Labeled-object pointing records
----
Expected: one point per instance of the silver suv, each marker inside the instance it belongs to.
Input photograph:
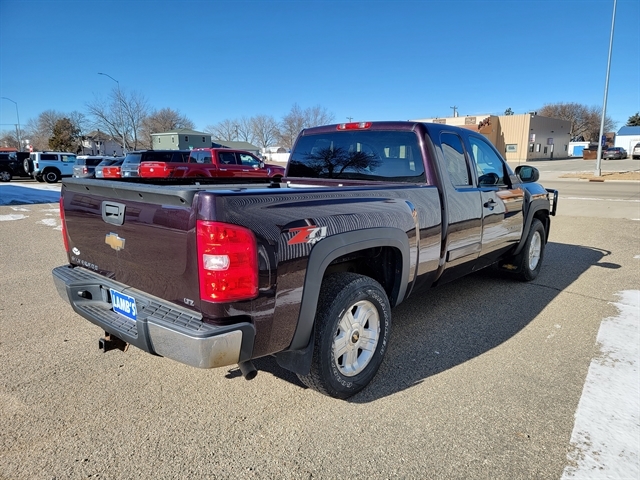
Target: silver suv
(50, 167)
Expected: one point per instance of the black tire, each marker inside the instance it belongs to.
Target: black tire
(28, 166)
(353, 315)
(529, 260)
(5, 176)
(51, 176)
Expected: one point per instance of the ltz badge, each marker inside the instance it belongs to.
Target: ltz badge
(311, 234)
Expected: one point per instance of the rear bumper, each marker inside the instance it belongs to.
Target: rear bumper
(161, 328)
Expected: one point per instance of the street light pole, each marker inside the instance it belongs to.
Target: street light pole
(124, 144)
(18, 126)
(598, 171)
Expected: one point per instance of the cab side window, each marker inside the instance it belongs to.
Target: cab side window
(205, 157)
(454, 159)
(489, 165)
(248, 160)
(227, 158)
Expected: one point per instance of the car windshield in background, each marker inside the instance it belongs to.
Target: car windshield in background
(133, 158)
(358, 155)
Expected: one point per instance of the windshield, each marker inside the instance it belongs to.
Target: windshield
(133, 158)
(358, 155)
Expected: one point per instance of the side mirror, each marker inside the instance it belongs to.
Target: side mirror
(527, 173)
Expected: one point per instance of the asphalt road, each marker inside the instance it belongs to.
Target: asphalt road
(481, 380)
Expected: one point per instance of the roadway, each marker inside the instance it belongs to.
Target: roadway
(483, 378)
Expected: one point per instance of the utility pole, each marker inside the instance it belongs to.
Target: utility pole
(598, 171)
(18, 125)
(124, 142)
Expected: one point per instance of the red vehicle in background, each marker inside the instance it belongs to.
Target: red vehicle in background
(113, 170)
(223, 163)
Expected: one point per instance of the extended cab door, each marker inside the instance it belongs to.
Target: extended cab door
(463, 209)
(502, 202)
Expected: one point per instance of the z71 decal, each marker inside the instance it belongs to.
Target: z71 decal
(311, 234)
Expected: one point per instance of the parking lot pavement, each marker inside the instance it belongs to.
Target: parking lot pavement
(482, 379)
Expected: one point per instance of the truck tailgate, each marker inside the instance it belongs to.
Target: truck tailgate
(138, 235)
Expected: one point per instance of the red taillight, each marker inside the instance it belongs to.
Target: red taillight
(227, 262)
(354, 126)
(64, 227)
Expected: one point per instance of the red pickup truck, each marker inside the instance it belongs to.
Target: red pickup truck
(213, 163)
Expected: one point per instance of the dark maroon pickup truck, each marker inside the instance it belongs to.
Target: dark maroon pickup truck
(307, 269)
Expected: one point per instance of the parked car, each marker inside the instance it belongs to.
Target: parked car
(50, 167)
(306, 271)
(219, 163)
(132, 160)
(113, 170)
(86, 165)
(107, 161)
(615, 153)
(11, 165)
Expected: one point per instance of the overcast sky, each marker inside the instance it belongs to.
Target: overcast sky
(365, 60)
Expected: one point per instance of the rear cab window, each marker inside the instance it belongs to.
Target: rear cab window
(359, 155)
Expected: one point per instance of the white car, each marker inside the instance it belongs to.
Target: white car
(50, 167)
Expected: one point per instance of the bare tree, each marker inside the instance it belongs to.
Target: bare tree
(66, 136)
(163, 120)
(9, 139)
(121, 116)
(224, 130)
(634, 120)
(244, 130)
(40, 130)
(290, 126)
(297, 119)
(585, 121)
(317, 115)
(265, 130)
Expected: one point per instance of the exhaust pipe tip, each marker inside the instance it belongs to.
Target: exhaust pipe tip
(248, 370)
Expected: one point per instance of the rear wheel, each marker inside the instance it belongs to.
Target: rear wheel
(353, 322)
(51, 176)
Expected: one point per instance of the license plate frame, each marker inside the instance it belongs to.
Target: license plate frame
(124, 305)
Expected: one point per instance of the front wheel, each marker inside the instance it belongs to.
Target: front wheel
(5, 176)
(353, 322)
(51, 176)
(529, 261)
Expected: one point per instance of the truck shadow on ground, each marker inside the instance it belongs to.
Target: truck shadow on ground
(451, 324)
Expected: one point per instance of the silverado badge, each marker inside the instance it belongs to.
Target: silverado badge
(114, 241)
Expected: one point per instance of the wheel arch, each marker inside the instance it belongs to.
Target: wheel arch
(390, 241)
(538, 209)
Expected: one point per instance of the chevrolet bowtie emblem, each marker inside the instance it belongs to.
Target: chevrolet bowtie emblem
----
* [Exercise requirements] Render every line of the records above as a JSON list of strings, one string per line, with blank lines dropped. Leave the pictures out.

* [Output of the task]
[
  "Expected: one point per instance of the silver suv, each marker inside the instance it belongs to.",
  "Input photograph:",
  "Target: silver suv",
  "(50, 167)",
  "Expected: one point per instance of the black tire, each marker inside the instance it belongs to.",
  "Target: black tire",
  "(28, 166)",
  "(353, 315)",
  "(529, 260)",
  "(5, 176)",
  "(51, 176)",
  "Expected: one point per instance of the ltz badge, each marker inside the instance it belongs to.",
  "Target: ltz badge",
  "(311, 234)",
  "Expected: one point per instance of the rear bumper, each marker inside the instance it belongs to.",
  "Target: rear bumper",
  "(161, 328)",
  "Expected: one point per instance of the street light pole, each marker inside the instance it belongs to.",
  "Target: street light pole",
  "(124, 144)",
  "(18, 126)",
  "(598, 171)",
  "Expected: one point per instance of the cab side window, each marker inside the instance it belongs to.",
  "Target: cab side window",
  "(205, 157)",
  "(454, 159)",
  "(489, 165)",
  "(248, 160)",
  "(227, 158)",
  "Expected: one point per instance of the car windshield in background, each marker inside the instance it belongs to.",
  "Target: car windshield in background",
  "(133, 158)",
  "(358, 155)",
  "Expected: one point per instance of the windshield, each marker inside the instance it belongs to.",
  "Target: windshield",
  "(133, 158)",
  "(358, 155)",
  "Expected: one point per instance of the side mirror, each marker inside the instance it belongs to.",
  "Target: side mirror",
  "(527, 173)",
  "Expected: one point per instance of the asphalt road, each marker inside the instance it belongs to.",
  "Target: asphalt road",
  "(481, 380)",
  "Expected: one point per instance of the roadway, each marker inside the instance it belongs to.",
  "Target: roadway",
  "(483, 378)",
  "Expected: one point per instance of the utility pole, each marker inside the instance it belongs to.",
  "Target: utility pole",
  "(598, 171)",
  "(18, 125)",
  "(124, 142)",
  "Expected: one point per instance of the red vehicle in background, each marker inside the instance it belongs to.",
  "Target: red vehicle in background",
  "(113, 170)",
  "(223, 163)",
  "Expected: one point per instance of the extended cab door, each marker inside the instance it belongs to.",
  "Target: extended cab door",
  "(463, 209)",
  "(502, 202)",
  "Expected: one point per instance of the z71 decal, each marker inside the instance it belongs to.",
  "Target: z71 decal",
  "(311, 234)",
  "Expected: one point per instance of the parking lot pavement, each marker inside the instance it belongs to.",
  "Target: parking lot pavement",
  "(482, 379)",
  "Expected: one point per instance of the truck tailgate, each marker inside the instance it belongs to.",
  "Target: truck tailgate",
  "(138, 235)",
  "Expected: one point per instance of the red taillight, each marker inside the instance it belongs to.",
  "Target: red taillight",
  "(227, 262)",
  "(354, 126)",
  "(64, 227)",
  "Expected: one point per instance of the red pickup truck, each marker inside the instance it belongs to.",
  "Target: red pickup truck",
  "(213, 163)",
  "Expected: one point per instance of the dark maroon pickup truck, each marker inside the instance it belongs to.",
  "Target: dark maroon pickup truck",
  "(307, 269)",
  "Expected: one point per instance of the parked car, each marker inside the instance it belongs to.",
  "Target: parked car",
  "(50, 167)",
  "(306, 271)",
  "(219, 163)",
  "(132, 160)",
  "(113, 170)",
  "(86, 165)",
  "(107, 161)",
  "(615, 153)",
  "(11, 165)",
  "Expected: one point per instance of the overcast sky, each marker inside the instance it belongs to.",
  "Target: overcast sky",
  "(365, 60)",
  "Expected: one point per instance of the rear cab window, each marker inside the instance it belongs to.",
  "Target: rear cab window",
  "(359, 155)",
  "Expected: one point per instance of the white car, each marker inside the instance it belongs to.",
  "Target: white car",
  "(50, 167)",
  "Expected: one point per instance of the bare tree, each marker inside the instance it belongs to.",
  "Target: bare tree",
  "(66, 136)",
  "(163, 120)",
  "(9, 139)",
  "(121, 116)",
  "(224, 130)",
  "(634, 120)",
  "(244, 130)",
  "(40, 130)",
  "(290, 126)",
  "(297, 119)",
  "(585, 121)",
  "(317, 115)",
  "(265, 130)",
  "Expected: one point per instance of the exhaust pipe tip, each marker inside the instance it belongs to.",
  "Target: exhaust pipe tip",
  "(248, 370)",
  "Expected: one point per instance of the rear wheel, each marker inside the instance it belongs to.",
  "Target: rear wheel",
  "(353, 322)",
  "(51, 176)",
  "Expected: one point per instance of the license plate frame, each marker inside the instance it belongs to.",
  "Target: license plate frame",
  "(124, 305)",
  "Expected: one point per instance of the front wheel, each marker inside the instance it belongs to.",
  "Target: front wheel",
  "(5, 176)",
  "(353, 322)",
  "(51, 176)",
  "(529, 261)",
  "Expected: one point per instance of the truck shadow on ground, each marker inside the instance it belongs to.",
  "Target: truck shadow on ground",
  "(451, 324)",
  "Expected: one point per instance of the silverado badge, each marker inside the instance it belongs to.",
  "Target: silverado badge",
  "(114, 241)",
  "Expected: one point per instance of the wheel arch, each marker inside the instance it belongs to.",
  "Target: wheel arch",
  "(390, 241)",
  "(538, 209)",
  "Expected: one point per instance of the chevrolet bowtie emblem, each marker inside the instance it belongs to.",
  "Target: chevrolet bowtie emblem"
]